> **QUOTED PASSAGE**
>>

Today it is believed that probably a combination of epilepsy and poor diet and living conditions affected him.

When he wasn’t hospitalized in this period, he painted many of his sunflower and cypress compositions and his swirling “Starry Night.” At a time when he was out of the asylum, he was able to go to Paris to see Theo’s newborn son, who had been named Vincent for him. But then, at Auvers-sur-Oise, where he moved in hopes that its peacefulness would inspire him, he was put under a doctor’s care again and on July 27, 1890, went out into the fields, presumably to shoot crows, but instead shot himself in the stomach. He died two days later.

In his lifetime, van Gogh sold only one painting, but he gave many away and left many with Theo, who died just six months after him.

All this is recounted in the exhibits of paintings and photos and memorabilia that will be at the Kroller-Muller Museum until Oct. 12. Helene Kroller-Muller, for whom it is named, was able to purchase so many van Goghs thanks to the money her German husband, Anton Muller, made after he became director general of her father’s company on her father’s death.

W.G. Muller Co. was the largest business venture in the Netherlands at the beginning of the 20th century. This anniversary year is the first time that all of the van Gogh drawings she collected are being shown.

<<

> **AIM OF THE EXERCISE**
Reproduce the van Gogh passage in full, word for word. The data are not required.

> **DATA EXTRACTS**
>>

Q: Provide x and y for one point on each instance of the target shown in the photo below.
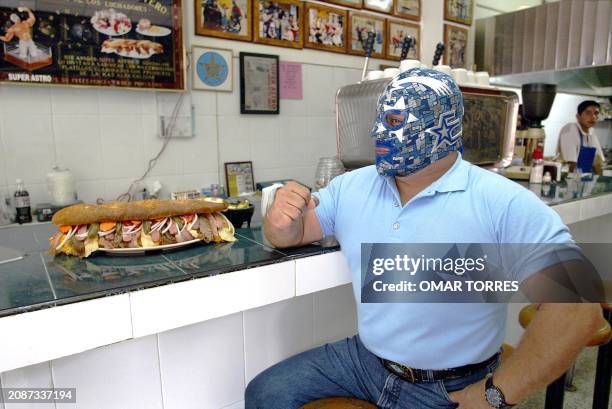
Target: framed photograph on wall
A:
(229, 19)
(239, 178)
(459, 11)
(397, 30)
(359, 26)
(259, 91)
(356, 4)
(383, 6)
(278, 22)
(410, 9)
(455, 39)
(325, 27)
(212, 69)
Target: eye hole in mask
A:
(395, 119)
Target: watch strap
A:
(490, 385)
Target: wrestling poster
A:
(108, 43)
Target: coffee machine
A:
(537, 101)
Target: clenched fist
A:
(285, 224)
(289, 204)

<<

> **YOUR SOLUTION**
Today it is believed that probably a combination of epilepsy and poor diet and living conditions affected him.

When he wasn’t hospitalized in this period, he painted many of his sunflower and cypress compositions and his swirling “Starry Night.” At a time when he was out of the asylum, he was able to go to Paris to see Theo’s newborn son, who had been named Vincent for him. But then, at Auvers-sur-Oise, where he moved in hopes that its peacefulness would inspire him, he was put under a doctor’s care again and on July 27, 1890, went out into the fields, presumably to shoot crows, but instead shot himself in the stomach. He died two days later.

In his lifetime, van Gogh sold only one painting, but he gave many away and left many with Theo, who died just six months after him.

All this is recounted in the exhibits of paintings and photos and memorabilia that will be at the Kroller-Muller Museum until Oct. 12. Helene Kroller-Muller, for whom it is named, was able to purchase so many van Goghs thanks to the money her German husband, Anton Muller, made after he became director general of her father’s company on her father’s death.

W.G. Muller Co. was the largest business venture in the Netherlands at the beginning of the 20th century. This anniversary year is the first time that all of the van Gogh drawings she collected are being shown.